Reproduce verbatim only the lines from the one containing "Would you please tag the sidewalk" through the last line below, both included.
***** Records shown
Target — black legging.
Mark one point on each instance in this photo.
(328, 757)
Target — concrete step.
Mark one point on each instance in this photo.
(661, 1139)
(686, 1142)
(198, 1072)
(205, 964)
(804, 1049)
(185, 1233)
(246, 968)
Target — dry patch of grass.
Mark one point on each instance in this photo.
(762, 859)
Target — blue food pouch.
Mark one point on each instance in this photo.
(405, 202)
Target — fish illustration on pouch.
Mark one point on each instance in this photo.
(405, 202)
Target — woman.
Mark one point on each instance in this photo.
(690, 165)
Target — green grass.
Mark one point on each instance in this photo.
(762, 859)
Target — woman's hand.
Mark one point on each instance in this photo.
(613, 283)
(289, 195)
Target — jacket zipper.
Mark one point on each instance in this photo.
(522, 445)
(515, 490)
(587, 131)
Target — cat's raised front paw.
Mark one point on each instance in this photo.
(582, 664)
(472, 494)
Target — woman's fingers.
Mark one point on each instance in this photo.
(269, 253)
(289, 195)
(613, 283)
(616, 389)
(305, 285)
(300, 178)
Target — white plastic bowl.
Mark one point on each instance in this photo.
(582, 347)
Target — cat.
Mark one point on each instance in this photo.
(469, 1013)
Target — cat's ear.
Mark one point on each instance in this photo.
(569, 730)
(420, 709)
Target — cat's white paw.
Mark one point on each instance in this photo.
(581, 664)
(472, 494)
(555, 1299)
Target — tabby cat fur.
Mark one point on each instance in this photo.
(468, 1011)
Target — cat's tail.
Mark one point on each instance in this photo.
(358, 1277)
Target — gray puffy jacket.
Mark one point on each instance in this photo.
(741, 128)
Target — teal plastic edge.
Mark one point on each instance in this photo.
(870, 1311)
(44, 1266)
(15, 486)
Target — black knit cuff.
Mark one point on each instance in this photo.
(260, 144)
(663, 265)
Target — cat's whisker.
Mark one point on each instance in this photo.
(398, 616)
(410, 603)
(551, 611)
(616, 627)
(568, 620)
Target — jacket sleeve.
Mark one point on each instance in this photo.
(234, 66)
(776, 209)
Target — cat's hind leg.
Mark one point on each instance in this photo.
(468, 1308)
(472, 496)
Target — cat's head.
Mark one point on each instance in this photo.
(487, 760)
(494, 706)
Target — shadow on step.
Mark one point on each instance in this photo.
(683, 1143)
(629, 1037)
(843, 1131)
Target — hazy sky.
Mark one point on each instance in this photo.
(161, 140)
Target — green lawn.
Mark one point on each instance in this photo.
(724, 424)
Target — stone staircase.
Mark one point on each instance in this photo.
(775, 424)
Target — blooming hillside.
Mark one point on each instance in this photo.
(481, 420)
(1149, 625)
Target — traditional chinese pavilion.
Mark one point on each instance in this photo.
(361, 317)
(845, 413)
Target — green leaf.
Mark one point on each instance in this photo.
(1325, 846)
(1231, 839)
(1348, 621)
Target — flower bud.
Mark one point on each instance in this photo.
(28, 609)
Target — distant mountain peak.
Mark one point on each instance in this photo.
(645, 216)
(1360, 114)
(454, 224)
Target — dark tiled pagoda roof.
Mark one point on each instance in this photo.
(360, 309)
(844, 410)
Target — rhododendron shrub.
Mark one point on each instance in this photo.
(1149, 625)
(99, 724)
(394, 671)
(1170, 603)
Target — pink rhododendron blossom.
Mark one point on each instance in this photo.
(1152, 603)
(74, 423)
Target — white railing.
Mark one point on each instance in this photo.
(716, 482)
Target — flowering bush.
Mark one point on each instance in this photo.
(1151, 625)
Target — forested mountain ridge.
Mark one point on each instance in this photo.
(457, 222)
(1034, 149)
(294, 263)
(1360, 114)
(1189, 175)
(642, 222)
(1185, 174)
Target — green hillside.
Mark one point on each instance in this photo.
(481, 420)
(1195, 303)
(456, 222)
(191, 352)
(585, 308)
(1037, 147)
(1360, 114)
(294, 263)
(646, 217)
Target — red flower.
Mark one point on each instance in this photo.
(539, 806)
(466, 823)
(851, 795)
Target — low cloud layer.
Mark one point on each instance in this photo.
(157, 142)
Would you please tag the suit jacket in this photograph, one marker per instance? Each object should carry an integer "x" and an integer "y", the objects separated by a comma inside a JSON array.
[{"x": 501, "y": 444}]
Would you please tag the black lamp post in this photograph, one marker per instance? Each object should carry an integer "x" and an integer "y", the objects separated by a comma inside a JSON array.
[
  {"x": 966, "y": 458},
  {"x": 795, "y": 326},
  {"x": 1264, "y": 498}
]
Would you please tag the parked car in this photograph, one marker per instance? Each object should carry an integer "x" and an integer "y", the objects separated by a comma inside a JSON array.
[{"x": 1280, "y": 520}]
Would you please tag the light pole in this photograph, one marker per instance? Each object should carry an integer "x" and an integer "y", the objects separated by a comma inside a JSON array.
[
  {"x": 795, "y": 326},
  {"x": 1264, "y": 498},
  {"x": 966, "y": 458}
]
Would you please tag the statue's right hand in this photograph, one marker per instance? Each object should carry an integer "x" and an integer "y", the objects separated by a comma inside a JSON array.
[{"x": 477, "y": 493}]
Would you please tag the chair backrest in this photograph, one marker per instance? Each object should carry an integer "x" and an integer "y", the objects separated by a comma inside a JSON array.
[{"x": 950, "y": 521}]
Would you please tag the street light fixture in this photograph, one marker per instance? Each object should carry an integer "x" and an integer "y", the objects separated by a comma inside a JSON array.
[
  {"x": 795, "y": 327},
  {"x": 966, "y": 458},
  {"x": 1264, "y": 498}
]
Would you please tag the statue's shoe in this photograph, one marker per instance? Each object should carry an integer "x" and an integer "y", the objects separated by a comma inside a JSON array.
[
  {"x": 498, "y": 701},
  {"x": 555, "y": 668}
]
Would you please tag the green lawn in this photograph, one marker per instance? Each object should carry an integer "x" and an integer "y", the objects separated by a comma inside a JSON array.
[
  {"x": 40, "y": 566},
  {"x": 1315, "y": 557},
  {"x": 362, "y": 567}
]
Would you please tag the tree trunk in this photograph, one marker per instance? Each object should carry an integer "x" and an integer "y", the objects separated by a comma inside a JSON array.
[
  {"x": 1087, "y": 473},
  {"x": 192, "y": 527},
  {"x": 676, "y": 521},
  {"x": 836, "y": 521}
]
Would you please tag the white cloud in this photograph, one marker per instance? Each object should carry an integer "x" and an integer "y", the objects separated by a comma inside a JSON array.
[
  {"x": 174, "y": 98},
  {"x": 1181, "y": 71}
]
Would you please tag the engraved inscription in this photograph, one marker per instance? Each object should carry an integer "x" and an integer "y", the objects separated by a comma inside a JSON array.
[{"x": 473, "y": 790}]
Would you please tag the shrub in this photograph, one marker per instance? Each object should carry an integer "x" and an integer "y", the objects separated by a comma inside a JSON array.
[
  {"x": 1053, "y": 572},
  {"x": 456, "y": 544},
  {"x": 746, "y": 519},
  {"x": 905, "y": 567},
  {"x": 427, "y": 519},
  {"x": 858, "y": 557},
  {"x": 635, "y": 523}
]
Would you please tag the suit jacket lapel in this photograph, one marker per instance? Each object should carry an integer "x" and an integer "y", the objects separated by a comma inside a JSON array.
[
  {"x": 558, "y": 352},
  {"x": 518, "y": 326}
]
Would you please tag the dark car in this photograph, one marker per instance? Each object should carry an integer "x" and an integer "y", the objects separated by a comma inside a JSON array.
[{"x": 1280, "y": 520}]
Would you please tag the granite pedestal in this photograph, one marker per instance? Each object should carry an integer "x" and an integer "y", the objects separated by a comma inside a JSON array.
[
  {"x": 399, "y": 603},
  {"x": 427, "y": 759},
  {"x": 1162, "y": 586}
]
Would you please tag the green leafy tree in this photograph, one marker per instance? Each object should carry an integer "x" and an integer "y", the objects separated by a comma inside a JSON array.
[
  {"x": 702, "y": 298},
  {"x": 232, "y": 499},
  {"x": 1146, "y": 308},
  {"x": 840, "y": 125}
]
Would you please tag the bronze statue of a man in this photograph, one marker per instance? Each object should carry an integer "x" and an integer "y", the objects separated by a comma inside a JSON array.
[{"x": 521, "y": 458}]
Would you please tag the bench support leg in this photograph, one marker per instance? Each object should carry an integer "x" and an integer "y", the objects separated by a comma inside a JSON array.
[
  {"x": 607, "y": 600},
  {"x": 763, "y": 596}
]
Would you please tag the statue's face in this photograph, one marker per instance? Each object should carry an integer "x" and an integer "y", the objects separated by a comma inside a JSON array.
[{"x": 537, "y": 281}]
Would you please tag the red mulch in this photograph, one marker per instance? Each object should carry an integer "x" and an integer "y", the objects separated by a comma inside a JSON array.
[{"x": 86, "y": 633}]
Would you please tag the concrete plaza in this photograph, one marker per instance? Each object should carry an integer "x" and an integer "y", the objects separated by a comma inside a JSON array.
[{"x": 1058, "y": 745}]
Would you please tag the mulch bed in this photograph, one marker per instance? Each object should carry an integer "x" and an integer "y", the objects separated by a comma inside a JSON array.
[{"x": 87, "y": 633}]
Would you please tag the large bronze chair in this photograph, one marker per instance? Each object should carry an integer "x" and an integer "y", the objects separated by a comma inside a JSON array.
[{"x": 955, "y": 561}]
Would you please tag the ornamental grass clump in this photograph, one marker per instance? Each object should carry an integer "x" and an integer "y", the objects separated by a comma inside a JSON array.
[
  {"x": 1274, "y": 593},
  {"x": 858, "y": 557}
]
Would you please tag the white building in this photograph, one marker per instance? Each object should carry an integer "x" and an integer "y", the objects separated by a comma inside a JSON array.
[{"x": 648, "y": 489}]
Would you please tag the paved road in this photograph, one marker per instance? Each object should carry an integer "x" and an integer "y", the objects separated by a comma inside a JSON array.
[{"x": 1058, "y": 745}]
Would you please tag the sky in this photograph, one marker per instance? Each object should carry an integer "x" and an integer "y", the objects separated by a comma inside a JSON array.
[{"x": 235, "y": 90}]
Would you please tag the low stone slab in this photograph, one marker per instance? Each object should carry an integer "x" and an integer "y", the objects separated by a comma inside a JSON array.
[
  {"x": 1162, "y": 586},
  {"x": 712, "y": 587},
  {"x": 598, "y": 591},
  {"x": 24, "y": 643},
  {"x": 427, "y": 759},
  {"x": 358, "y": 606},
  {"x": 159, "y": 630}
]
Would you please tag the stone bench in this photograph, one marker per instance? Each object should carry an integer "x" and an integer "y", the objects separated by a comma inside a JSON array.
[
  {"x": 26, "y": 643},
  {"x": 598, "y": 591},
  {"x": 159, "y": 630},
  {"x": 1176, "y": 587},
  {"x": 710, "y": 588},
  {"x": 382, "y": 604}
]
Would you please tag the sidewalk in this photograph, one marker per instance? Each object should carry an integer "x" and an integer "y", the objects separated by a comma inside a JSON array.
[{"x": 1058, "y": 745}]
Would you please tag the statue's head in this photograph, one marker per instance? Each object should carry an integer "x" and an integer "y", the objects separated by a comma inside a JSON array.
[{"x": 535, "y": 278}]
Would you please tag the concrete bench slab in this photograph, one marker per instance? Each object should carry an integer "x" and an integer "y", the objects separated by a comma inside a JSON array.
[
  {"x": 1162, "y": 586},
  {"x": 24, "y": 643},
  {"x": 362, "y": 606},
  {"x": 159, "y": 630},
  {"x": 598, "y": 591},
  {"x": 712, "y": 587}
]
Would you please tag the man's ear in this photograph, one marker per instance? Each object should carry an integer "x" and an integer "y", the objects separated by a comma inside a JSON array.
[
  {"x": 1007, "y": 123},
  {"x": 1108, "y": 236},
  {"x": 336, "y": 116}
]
**********
Result below
Would you please tag the sidewalk in this photograph, one marker per instance? Each object should carry an integer "x" and an integer "y", the objects separated by a comma inside a JSON array.
[{"x": 1058, "y": 745}]
Would you please tag the statue's head in this photograph, one marker per instance? Each object should carry an integer "x" and an integer "y", the objects separated by a comma inside a JSON array.
[{"x": 535, "y": 278}]
Would you please tag the concrete bench slab in this photograph, one marker per instance? Each object should carry an integer "x" and an integer "y", the objects separated by a comma inside a JSON array.
[
  {"x": 1162, "y": 586},
  {"x": 24, "y": 643},
  {"x": 362, "y": 606},
  {"x": 159, "y": 630},
  {"x": 598, "y": 591},
  {"x": 712, "y": 587}
]
Would you please tag the man's ear in this photograph, one marker per instance? Each object should carry an integer "x" and an integer "y", the objects separated by a comma inside a JSON array.
[
  {"x": 1007, "y": 123},
  {"x": 1108, "y": 236},
  {"x": 336, "y": 116}
]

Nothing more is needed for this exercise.